[Coordinate labeling data]
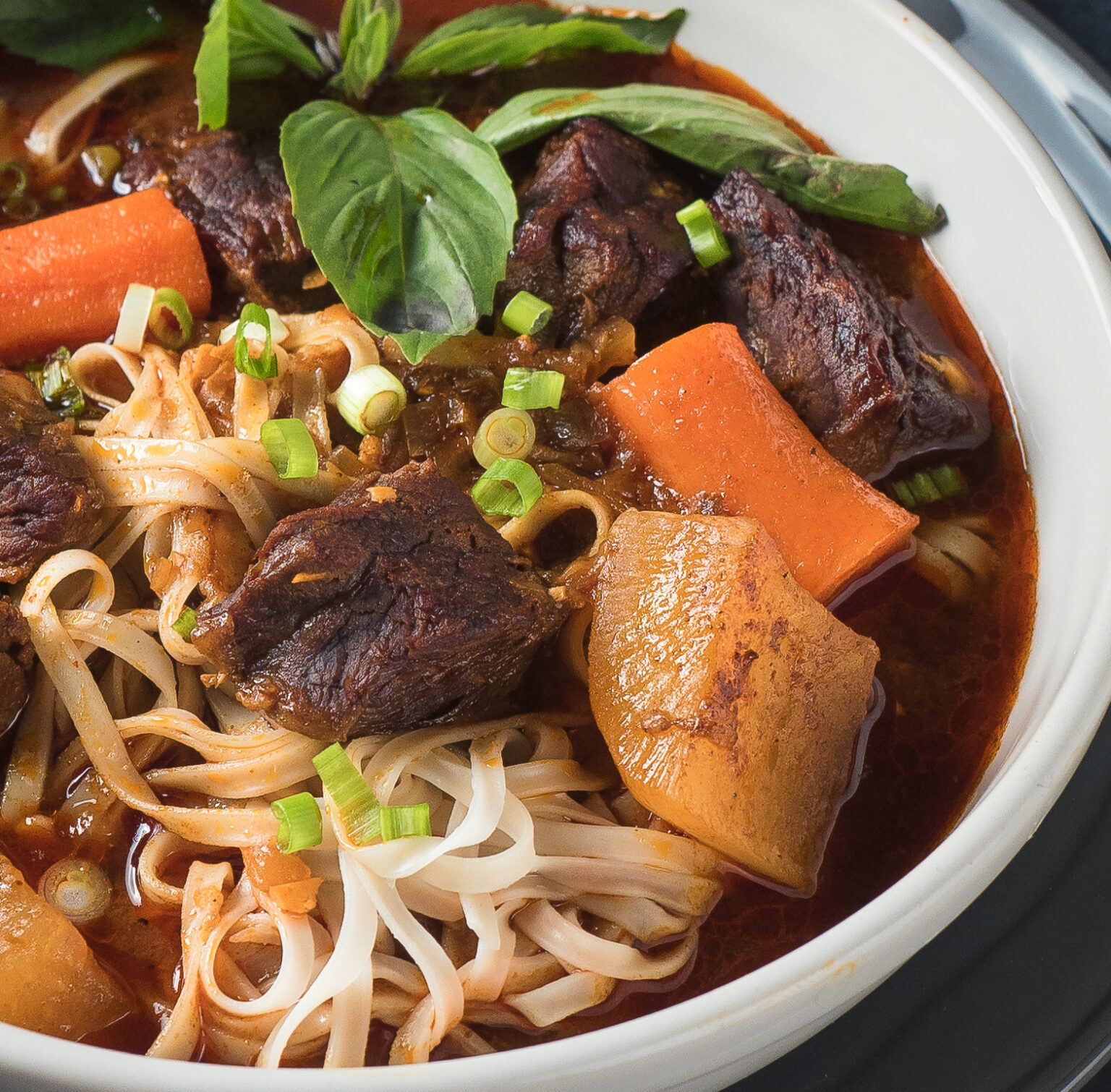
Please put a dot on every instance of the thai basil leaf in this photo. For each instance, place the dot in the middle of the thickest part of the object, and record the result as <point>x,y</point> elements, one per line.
<point>719,134</point>
<point>368,30</point>
<point>78,33</point>
<point>246,40</point>
<point>409,217</point>
<point>512,35</point>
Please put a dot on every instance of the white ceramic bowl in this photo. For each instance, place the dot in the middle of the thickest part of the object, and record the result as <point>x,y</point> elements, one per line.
<point>878,85</point>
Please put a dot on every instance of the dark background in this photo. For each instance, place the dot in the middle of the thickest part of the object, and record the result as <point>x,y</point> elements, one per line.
<point>1016,994</point>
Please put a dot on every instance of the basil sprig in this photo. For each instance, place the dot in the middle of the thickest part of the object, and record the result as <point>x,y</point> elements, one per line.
<point>510,35</point>
<point>78,33</point>
<point>368,30</point>
<point>410,217</point>
<point>719,134</point>
<point>246,40</point>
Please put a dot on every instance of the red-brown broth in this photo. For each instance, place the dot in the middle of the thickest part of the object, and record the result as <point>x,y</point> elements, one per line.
<point>949,670</point>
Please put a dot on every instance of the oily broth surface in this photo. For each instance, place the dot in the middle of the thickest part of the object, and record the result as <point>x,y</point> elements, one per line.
<point>950,671</point>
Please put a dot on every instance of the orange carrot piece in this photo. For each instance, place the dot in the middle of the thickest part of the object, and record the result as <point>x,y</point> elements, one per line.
<point>707,420</point>
<point>62,280</point>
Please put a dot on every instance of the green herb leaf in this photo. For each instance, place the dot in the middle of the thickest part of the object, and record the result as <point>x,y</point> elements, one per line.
<point>368,30</point>
<point>510,35</point>
<point>78,33</point>
<point>719,134</point>
<point>410,218</point>
<point>246,40</point>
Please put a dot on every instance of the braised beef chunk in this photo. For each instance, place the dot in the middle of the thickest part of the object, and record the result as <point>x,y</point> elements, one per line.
<point>17,656</point>
<point>598,236</point>
<point>48,499</point>
<point>833,342</point>
<point>395,605</point>
<point>239,202</point>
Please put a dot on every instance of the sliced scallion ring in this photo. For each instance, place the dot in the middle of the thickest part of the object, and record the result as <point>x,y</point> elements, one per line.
<point>135,315</point>
<point>506,433</point>
<point>704,232</point>
<point>12,182</point>
<point>265,364</point>
<point>299,824</point>
<point>509,488</point>
<point>289,448</point>
<point>186,623</point>
<point>527,313</point>
<point>278,329</point>
<point>358,808</point>
<point>404,821</point>
<point>171,323</point>
<point>369,399</point>
<point>531,389</point>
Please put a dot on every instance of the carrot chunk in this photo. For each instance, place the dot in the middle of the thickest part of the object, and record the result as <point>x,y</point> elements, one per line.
<point>62,279</point>
<point>708,421</point>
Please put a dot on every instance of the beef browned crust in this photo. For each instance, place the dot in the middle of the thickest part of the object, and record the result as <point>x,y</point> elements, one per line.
<point>393,607</point>
<point>831,340</point>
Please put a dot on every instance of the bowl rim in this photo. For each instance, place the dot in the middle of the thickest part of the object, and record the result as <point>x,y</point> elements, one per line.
<point>926,893</point>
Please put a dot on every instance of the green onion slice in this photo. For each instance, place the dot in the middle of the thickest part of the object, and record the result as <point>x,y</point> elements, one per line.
<point>509,488</point>
<point>186,623</point>
<point>527,313</point>
<point>135,313</point>
<point>358,808</point>
<point>529,389</point>
<point>265,364</point>
<point>299,824</point>
<point>369,399</point>
<point>12,182</point>
<point>289,448</point>
<point>404,821</point>
<point>935,485</point>
<point>507,433</point>
<point>706,236</point>
<point>171,323</point>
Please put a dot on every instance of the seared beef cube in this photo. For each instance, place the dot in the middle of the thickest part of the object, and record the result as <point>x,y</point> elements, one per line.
<point>48,498</point>
<point>598,236</point>
<point>240,205</point>
<point>393,607</point>
<point>833,342</point>
<point>17,654</point>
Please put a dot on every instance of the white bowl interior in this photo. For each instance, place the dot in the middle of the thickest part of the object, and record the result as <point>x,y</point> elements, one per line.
<point>876,83</point>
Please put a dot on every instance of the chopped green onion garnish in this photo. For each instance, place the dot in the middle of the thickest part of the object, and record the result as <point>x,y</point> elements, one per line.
<point>508,488</point>
<point>101,161</point>
<point>526,313</point>
<point>352,795</point>
<point>289,448</point>
<point>171,323</point>
<point>369,399</point>
<point>927,486</point>
<point>135,313</point>
<point>404,821</point>
<point>949,480</point>
<point>265,364</point>
<point>56,385</point>
<point>186,623</point>
<point>528,389</point>
<point>21,208</point>
<point>12,182</point>
<point>507,433</point>
<point>706,236</point>
<point>299,826</point>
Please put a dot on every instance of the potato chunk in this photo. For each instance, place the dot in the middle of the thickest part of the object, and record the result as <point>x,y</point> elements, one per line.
<point>730,699</point>
<point>51,981</point>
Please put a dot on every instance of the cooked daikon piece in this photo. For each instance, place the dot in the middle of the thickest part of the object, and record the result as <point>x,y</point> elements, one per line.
<point>730,699</point>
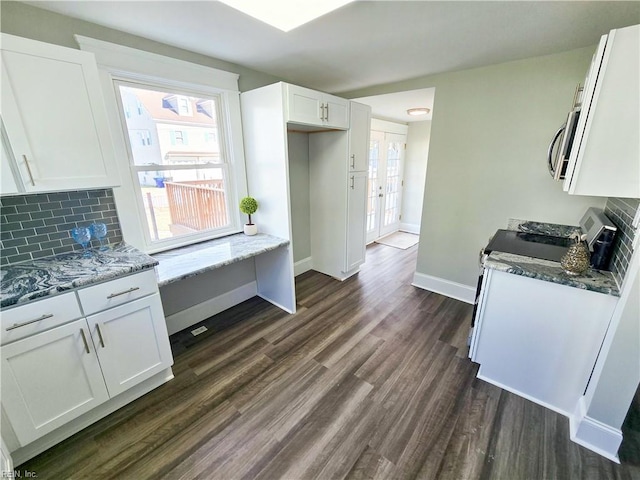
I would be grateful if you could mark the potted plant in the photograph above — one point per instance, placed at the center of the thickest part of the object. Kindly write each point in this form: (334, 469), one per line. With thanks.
(248, 206)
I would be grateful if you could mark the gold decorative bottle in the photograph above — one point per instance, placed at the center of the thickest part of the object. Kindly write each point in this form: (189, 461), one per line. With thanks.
(576, 260)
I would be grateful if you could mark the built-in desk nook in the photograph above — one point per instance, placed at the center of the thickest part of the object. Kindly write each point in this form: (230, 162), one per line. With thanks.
(274, 278)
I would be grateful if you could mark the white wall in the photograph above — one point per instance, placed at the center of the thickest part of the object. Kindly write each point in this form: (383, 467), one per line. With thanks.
(415, 171)
(38, 24)
(298, 144)
(490, 131)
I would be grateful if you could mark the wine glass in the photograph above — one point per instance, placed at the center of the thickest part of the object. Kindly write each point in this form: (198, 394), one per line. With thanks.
(82, 235)
(99, 230)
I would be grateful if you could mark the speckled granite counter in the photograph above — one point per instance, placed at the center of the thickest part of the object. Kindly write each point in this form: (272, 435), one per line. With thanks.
(186, 262)
(47, 276)
(540, 228)
(594, 280)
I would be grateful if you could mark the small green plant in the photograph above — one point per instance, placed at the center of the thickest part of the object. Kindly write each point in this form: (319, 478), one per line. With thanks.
(248, 206)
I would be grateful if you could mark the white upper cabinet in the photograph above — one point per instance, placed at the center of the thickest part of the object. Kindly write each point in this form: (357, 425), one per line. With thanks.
(605, 156)
(55, 119)
(310, 107)
(359, 134)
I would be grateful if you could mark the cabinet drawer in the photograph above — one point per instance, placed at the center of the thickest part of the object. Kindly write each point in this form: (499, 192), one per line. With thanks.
(116, 292)
(38, 316)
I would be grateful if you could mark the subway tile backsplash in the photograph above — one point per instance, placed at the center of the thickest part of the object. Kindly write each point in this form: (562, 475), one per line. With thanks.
(621, 212)
(37, 225)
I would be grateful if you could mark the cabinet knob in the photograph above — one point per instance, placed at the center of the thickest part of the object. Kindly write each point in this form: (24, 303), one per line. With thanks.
(84, 340)
(18, 325)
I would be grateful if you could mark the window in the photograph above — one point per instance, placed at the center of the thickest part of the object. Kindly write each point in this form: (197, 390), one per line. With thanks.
(182, 186)
(152, 218)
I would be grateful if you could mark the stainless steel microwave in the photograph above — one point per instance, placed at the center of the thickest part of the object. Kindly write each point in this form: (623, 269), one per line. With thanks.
(560, 147)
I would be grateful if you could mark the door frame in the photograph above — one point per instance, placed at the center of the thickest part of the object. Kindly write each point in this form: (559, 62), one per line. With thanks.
(386, 129)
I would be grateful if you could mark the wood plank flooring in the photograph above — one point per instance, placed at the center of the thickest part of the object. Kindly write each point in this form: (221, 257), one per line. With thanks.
(368, 380)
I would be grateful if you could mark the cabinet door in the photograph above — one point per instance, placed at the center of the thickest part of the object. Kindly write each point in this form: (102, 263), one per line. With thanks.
(132, 342)
(55, 117)
(538, 339)
(8, 183)
(336, 114)
(359, 134)
(304, 105)
(605, 152)
(356, 220)
(49, 379)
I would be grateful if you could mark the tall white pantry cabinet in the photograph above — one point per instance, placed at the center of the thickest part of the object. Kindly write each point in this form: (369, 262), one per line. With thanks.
(338, 160)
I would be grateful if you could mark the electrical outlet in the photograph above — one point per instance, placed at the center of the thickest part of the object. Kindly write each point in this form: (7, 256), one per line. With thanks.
(199, 330)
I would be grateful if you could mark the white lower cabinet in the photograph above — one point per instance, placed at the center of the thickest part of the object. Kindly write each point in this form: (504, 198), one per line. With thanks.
(49, 379)
(539, 339)
(131, 345)
(57, 367)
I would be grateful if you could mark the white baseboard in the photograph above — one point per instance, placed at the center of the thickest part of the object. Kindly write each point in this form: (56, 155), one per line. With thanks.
(302, 266)
(410, 228)
(461, 292)
(192, 315)
(594, 435)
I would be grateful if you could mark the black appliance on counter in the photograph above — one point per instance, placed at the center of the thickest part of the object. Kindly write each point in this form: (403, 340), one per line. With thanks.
(597, 227)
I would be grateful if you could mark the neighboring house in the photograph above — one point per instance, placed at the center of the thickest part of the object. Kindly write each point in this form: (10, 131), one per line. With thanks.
(170, 130)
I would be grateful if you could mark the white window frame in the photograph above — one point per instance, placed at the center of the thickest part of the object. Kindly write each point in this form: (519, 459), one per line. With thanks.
(116, 62)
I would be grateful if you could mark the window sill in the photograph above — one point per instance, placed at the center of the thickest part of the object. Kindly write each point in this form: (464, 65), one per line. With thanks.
(184, 262)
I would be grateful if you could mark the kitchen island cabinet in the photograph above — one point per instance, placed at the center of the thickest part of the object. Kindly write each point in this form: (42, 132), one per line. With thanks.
(55, 119)
(539, 339)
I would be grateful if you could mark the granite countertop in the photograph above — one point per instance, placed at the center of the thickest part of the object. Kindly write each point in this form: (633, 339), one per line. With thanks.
(185, 262)
(25, 281)
(546, 270)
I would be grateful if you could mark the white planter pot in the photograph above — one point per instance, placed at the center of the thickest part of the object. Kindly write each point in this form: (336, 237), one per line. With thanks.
(250, 229)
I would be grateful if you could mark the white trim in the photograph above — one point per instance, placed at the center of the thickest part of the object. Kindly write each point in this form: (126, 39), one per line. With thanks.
(521, 394)
(594, 435)
(410, 228)
(38, 446)
(461, 292)
(117, 57)
(201, 311)
(390, 127)
(302, 266)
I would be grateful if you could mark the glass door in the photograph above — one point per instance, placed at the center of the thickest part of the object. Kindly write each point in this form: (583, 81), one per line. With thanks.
(384, 202)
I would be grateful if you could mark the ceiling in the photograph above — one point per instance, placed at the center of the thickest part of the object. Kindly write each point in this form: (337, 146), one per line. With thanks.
(365, 43)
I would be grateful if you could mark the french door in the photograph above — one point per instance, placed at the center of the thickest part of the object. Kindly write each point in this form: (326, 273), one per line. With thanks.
(384, 197)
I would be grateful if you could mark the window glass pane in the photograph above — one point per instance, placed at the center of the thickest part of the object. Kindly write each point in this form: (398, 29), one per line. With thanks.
(183, 129)
(183, 202)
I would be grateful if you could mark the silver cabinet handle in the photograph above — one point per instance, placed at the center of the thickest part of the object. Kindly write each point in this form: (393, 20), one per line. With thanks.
(133, 289)
(26, 162)
(552, 167)
(18, 325)
(100, 335)
(84, 340)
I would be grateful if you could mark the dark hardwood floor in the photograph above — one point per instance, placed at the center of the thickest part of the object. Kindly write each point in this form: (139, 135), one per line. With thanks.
(369, 379)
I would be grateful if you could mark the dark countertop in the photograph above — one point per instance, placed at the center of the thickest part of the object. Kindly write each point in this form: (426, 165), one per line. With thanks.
(546, 270)
(25, 281)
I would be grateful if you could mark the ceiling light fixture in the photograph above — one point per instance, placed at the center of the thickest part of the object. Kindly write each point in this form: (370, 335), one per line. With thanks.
(286, 14)
(418, 111)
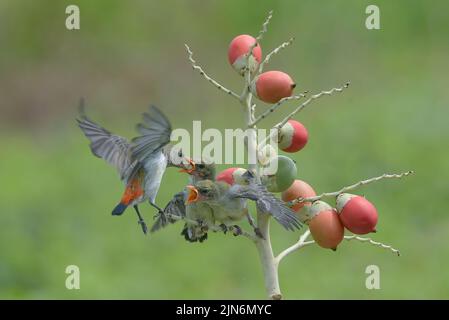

WRITTEN PROBLEM
Rewrite the entries from the beginning through the line containing "<point>878,85</point>" as a JSON list of strings, with one string per line and no blank lines. Leave out the pictures.

THE OUTPUT
[
  "Please put a dot on every instance of the thai basil leaf in this photo. For each instance, place the dot in the middle of the thickest part of the object, and record the result as <point>x,y</point> elements, one per line.",
  "<point>719,134</point>",
  "<point>368,30</point>",
  "<point>78,33</point>",
  "<point>246,40</point>",
  "<point>409,217</point>",
  "<point>512,35</point>",
  "Please put a dot on every instance of the white ceramic bowl in this photo. For each instance, place the dot in the middle of the thickest part of the object, and record the result as <point>x,y</point> elements, one per line.",
  "<point>878,85</point>"
]